__WHAT THE EXERCISE ASKS__:
Reproduce nothing but the lines from the one with "# mark a point on every instance of the porch support" down to the last line of the data below.

Stored data entries
----------

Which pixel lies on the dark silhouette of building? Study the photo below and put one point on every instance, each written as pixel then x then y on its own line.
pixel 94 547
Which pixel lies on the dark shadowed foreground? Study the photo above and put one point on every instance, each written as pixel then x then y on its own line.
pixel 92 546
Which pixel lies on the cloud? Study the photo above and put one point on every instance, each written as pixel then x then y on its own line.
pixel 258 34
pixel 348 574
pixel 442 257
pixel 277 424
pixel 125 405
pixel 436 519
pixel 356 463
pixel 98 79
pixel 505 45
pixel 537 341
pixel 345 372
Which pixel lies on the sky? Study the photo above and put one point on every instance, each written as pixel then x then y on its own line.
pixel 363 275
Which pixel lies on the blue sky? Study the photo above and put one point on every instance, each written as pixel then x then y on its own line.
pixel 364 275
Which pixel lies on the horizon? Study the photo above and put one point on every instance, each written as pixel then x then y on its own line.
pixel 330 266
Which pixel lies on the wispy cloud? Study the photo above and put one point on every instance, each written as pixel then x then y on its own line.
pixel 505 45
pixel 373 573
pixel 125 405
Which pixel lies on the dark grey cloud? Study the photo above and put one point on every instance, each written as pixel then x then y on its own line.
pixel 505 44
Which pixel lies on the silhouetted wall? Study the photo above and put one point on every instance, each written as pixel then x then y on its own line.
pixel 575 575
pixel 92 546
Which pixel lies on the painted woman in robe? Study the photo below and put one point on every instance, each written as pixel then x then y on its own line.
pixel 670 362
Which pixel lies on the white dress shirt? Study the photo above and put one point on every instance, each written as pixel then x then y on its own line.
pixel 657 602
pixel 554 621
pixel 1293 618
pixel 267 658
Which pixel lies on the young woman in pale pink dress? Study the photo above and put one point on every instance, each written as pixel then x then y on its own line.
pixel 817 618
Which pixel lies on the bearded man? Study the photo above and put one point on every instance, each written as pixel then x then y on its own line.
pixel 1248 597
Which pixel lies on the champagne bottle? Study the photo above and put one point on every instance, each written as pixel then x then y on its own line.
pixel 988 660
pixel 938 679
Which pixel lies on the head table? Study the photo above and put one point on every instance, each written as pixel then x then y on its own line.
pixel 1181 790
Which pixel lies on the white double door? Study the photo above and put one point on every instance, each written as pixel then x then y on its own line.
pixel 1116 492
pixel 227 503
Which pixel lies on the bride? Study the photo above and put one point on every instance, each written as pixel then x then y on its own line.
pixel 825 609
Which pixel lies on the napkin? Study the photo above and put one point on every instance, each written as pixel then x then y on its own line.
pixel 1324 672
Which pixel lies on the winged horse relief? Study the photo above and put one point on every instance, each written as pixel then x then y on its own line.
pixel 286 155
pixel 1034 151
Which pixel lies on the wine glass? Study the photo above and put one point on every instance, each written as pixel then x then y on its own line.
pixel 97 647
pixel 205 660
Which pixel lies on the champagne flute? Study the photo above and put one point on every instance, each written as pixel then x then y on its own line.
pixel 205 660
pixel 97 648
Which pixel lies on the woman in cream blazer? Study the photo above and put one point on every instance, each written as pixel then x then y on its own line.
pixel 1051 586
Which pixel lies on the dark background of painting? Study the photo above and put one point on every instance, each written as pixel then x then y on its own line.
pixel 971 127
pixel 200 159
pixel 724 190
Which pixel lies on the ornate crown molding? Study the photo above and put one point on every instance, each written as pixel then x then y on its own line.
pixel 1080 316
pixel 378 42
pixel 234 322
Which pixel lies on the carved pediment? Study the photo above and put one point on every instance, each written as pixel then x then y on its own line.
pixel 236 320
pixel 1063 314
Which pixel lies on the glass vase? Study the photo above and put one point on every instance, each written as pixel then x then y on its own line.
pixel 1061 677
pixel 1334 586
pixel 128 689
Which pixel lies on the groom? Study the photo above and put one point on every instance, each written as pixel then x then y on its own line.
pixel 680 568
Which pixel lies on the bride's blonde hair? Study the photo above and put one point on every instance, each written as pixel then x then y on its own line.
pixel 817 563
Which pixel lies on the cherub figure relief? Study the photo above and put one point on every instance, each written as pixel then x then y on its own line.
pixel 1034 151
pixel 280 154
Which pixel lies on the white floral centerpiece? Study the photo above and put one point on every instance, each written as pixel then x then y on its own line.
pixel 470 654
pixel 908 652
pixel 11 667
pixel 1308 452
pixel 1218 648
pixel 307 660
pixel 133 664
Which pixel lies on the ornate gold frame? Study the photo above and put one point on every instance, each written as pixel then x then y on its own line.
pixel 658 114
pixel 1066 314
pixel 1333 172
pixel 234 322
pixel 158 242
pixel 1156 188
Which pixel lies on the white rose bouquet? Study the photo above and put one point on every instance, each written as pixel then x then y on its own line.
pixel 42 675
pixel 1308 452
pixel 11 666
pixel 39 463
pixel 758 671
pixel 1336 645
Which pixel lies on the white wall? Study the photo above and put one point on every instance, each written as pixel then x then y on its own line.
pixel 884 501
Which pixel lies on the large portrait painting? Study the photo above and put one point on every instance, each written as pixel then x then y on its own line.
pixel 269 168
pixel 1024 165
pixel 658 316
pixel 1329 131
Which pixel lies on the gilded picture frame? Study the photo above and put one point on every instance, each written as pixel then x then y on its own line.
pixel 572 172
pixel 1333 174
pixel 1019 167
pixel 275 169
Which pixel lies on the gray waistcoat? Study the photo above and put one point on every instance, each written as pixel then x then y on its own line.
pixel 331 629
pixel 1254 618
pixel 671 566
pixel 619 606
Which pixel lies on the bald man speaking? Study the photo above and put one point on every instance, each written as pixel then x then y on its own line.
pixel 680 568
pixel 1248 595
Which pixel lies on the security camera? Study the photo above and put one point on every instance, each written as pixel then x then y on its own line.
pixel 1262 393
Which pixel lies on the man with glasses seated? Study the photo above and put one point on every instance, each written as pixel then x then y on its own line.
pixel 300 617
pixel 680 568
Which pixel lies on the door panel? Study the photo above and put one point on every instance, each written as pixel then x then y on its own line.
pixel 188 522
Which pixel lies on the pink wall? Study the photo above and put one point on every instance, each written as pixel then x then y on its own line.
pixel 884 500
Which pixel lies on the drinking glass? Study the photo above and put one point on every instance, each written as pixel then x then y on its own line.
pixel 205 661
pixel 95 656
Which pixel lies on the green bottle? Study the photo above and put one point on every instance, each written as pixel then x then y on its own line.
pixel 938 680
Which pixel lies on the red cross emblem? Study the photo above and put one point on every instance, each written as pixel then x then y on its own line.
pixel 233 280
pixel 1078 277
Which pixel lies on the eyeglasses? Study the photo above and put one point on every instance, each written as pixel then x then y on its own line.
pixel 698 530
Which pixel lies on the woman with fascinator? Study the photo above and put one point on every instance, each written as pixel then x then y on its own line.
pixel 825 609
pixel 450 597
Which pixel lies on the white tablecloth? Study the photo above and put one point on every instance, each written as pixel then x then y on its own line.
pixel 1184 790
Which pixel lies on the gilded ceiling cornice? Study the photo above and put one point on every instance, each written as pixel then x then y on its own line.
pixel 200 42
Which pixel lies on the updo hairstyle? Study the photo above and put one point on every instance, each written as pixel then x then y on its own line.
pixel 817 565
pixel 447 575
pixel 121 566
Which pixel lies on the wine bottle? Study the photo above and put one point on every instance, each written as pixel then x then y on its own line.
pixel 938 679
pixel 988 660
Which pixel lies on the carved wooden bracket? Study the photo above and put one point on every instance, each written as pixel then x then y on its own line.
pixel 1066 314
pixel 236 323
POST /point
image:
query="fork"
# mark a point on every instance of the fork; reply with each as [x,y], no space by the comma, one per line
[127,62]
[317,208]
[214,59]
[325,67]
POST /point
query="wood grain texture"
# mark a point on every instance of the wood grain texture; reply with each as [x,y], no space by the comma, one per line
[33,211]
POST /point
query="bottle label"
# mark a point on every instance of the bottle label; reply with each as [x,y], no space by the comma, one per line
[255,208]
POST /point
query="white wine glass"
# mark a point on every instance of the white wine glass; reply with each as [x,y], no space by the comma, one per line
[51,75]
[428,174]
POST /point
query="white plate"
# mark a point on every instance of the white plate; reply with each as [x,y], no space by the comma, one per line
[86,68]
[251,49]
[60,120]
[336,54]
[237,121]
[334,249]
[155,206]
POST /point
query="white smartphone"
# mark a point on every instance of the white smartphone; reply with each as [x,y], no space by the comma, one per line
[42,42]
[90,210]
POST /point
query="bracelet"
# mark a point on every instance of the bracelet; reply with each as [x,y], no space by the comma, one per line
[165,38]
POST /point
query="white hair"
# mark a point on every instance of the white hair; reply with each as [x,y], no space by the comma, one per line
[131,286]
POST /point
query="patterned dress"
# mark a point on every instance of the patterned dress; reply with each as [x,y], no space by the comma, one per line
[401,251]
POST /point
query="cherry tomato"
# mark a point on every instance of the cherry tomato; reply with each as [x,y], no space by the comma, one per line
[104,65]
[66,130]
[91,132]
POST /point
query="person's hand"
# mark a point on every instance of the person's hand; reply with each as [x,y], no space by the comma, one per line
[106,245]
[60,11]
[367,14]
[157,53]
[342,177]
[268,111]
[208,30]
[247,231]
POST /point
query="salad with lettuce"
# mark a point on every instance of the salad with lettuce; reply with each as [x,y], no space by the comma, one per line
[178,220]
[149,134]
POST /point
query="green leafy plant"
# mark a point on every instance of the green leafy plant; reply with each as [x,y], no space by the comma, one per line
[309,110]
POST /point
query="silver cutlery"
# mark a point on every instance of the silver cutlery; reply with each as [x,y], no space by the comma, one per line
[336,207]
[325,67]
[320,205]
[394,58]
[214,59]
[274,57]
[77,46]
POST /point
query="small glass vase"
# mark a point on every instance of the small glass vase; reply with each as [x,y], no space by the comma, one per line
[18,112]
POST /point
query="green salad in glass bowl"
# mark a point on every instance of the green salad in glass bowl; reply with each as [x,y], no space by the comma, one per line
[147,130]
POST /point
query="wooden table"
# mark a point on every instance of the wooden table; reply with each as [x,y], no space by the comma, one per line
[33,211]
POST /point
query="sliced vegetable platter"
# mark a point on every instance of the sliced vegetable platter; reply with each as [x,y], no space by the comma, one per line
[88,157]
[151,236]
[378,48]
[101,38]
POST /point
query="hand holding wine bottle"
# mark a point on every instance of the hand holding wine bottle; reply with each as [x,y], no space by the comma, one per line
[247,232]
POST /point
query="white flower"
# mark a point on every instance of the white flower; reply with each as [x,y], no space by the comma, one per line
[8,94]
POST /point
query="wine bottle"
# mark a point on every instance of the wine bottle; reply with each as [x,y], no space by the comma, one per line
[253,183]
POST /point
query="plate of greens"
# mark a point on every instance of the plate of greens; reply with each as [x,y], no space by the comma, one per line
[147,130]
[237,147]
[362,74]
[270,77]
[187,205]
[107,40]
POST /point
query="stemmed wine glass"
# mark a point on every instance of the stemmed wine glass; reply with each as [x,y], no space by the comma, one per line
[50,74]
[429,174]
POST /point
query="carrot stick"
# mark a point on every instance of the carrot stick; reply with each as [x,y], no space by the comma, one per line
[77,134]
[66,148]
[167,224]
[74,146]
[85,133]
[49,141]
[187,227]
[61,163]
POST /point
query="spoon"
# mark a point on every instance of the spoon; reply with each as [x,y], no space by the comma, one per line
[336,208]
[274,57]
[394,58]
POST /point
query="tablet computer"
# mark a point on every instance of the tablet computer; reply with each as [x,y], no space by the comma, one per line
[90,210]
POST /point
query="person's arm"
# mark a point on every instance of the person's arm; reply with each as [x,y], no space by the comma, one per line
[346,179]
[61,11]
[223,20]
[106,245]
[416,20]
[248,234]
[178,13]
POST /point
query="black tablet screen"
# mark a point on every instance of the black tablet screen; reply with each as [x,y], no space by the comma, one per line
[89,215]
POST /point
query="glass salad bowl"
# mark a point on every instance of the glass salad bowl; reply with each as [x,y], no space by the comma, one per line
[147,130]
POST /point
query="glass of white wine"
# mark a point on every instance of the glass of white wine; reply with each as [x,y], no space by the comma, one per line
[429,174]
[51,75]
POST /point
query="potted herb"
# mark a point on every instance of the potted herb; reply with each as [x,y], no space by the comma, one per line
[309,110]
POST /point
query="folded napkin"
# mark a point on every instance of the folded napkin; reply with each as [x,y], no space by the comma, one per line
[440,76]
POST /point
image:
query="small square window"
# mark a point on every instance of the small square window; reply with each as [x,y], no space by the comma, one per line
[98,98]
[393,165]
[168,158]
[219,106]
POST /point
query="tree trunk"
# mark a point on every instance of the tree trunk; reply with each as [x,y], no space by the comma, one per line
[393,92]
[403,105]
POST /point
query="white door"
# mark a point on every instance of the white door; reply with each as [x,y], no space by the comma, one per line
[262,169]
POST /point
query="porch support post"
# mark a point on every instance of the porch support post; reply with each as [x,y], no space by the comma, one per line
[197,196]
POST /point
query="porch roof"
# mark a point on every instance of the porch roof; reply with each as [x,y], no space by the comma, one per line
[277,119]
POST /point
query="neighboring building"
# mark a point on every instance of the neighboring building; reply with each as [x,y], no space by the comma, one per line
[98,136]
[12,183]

----------

__EXERCISE ANSWER__:
# mark a point on every instance of the porch support post; reply with each as [x,y], no space by the comma, one per line
[197,196]
POST /point
query="porch roof"
# mark a point on every instance of the porch roof; reply with each as [x,y], no space by the comma, one per line
[277,119]
POST /point
query="neighboring building"
# mark a point on every instance of the neighboring building; reply with each as [x,y], no space by the comma, one per line
[98,136]
[12,183]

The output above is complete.